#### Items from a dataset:
▼▼▼

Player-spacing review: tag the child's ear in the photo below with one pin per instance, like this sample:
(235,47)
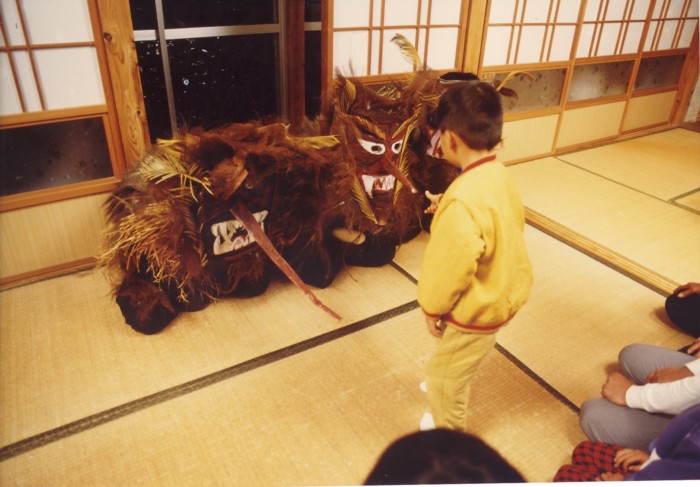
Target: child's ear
(451,140)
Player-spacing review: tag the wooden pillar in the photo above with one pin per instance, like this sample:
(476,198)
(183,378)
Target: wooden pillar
(296,98)
(120,48)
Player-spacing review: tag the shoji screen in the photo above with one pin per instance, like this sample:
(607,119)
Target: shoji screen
(362,32)
(55,126)
(617,61)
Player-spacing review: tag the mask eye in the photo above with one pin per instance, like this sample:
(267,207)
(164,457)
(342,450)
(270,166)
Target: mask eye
(372,147)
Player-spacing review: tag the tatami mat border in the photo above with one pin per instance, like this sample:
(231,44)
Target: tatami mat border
(609,258)
(137,405)
(674,201)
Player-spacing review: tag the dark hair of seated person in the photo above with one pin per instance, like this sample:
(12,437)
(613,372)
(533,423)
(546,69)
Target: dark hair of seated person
(441,456)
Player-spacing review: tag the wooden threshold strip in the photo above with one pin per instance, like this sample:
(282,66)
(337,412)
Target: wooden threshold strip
(619,262)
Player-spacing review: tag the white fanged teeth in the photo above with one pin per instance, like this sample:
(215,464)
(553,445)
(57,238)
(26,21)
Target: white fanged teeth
(378,183)
(230,235)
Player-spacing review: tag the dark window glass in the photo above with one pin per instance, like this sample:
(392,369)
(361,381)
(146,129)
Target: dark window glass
(55,154)
(591,81)
(143,14)
(656,72)
(154,95)
(312,73)
(312,10)
(219,80)
(207,13)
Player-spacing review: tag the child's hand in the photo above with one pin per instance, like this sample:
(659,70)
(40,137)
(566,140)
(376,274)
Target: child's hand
(630,460)
(434,324)
(434,201)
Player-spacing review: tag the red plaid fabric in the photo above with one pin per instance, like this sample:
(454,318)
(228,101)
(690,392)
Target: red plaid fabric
(589,460)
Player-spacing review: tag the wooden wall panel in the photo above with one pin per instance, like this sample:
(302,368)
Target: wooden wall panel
(588,124)
(49,236)
(529,138)
(645,111)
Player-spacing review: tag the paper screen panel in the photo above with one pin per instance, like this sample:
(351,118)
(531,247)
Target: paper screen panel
(350,52)
(392,59)
(69,77)
(442,48)
(27,82)
(536,31)
(350,13)
(445,11)
(530,44)
(9,98)
(400,12)
(497,46)
(12,23)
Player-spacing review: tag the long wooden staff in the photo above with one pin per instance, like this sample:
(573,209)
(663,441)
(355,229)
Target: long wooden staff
(243,214)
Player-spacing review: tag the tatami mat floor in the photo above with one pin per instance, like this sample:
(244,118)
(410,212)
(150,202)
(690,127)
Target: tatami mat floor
(272,391)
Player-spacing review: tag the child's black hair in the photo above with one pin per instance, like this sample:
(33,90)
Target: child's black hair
(472,110)
(441,456)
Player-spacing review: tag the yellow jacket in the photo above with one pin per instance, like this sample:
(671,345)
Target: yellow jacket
(476,273)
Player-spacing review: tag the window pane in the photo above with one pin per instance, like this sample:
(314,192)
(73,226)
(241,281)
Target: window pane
(632,38)
(400,12)
(530,46)
(143,14)
(562,40)
(153,85)
(312,10)
(9,98)
(26,81)
(442,48)
(350,13)
(661,71)
(57,21)
(502,12)
(445,11)
(541,92)
(536,11)
(57,154)
(69,77)
(208,13)
(350,52)
(12,24)
(392,59)
(219,80)
(600,80)
(497,42)
(312,70)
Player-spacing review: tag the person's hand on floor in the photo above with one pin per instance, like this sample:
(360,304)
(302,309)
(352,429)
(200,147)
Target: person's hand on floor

▲▲▲

#### To be done:
Make an exact copy of the whole listing, but don't bring over any pictures.

#### Solution for this exercise:
Player-spacing review: tag the child's ear in the photo below with one pin per instance, like this sample:
(235,47)
Target: child's ear
(451,140)
Player-spacing review: tag the wooden pillar in the photo above with one pin per instance, like this sample:
(476,198)
(183,378)
Target: wooden pillar
(296,98)
(120,48)
Player-spacing review: tag the shoji screen in the photo above with one pin per instance, like this sample:
(607,119)
Target: shoji screen
(362,32)
(55,126)
(617,61)
Player-spacing review: tag the mask eye in the photo above with one pin per instance, like this sample:
(267,207)
(164,457)
(342,450)
(270,166)
Target: mask eye
(372,147)
Player-spacing review: tag the tatami mat border in the photo above with one pin per instance, like this sample:
(231,44)
Target: tatami mat border
(609,258)
(137,405)
(674,201)
Player-spacing review: tag the dark hair of seated person in the photo above with one pin per instance, like this sample:
(12,437)
(613,372)
(533,423)
(546,69)
Target: dark hair of seated person
(441,456)
Player-spacing review: tag the wooden threshold strip in the photo above with one pin per instance, like this sample:
(282,66)
(337,412)
Target: wooden threshold strip
(619,262)
Player-spacing review: tag the white fanged teeth in the photo above with one pin per instance, like this sample:
(215,464)
(553,445)
(57,238)
(26,21)
Target: white fanged teeth
(378,183)
(230,235)
Player-spacing review: tag the dark window glass in the photo above with one pin per instance, like this sample:
(392,369)
(361,381)
(146,129)
Target: dark window glass
(55,154)
(591,81)
(143,14)
(656,72)
(154,95)
(312,73)
(312,10)
(219,80)
(207,13)
Player-spacing review: tag the child's hand in the photo above with one pin per instance, like this sample:
(659,70)
(40,137)
(566,140)
(376,274)
Target: child's hand
(630,460)
(434,324)
(434,201)
Player-spacing review: tag the red plaid fabric in the photo above with one pin per instance, like this sample:
(454,318)
(228,101)
(690,392)
Target: red plaid fabric
(589,460)
Player-spacing review: tag the wooden wall panel in the photo above with one pin per instance, like this sample:
(302,368)
Target: wooden wall panel
(588,124)
(49,236)
(529,138)
(645,111)
Player-spacing review: tag the paper screen panel in the photo above with one pin per instance, like this sample:
(351,118)
(531,247)
Target: paper screen panel
(350,52)
(392,59)
(69,77)
(442,48)
(27,82)
(536,31)
(350,13)
(445,11)
(530,44)
(9,98)
(400,12)
(497,46)
(12,23)
Player-spacing review: tag the long wooden staff in the photo above with one pin per instance, like this sample:
(573,209)
(663,441)
(355,229)
Target: long wooden staff
(243,214)
Player-spacing review: tag the tatami mat floor in the photo above with one pin per instance, like this sample:
(244,118)
(410,212)
(150,202)
(690,127)
Target: tatami mat floor
(272,391)
Player-spacing review: tag the child's black hair in the photo above with one pin per instance, like this sample:
(33,90)
Target: child's black hair
(472,110)
(441,456)
Player-spacing review: tag the yellow jacket in the photo above with one pin per instance, like this sample:
(671,345)
Target: yellow jacket
(476,273)
Player-spacing review: tag the window pane in the photo above with one pin per instance, like this sample:
(314,192)
(73,226)
(241,281)
Target: window pane
(632,38)
(400,12)
(530,46)
(143,14)
(562,40)
(153,85)
(312,10)
(9,98)
(26,81)
(442,48)
(350,13)
(661,71)
(57,21)
(502,12)
(445,11)
(541,92)
(536,11)
(57,154)
(69,77)
(208,13)
(350,52)
(12,24)
(392,59)
(219,80)
(600,80)
(497,42)
(312,70)
Player-spacing review: tag the person's hand on floor in the photo above with one pin per instance, like this sample:
(360,304)
(302,309)
(352,429)
(200,147)
Target: person's hand on floor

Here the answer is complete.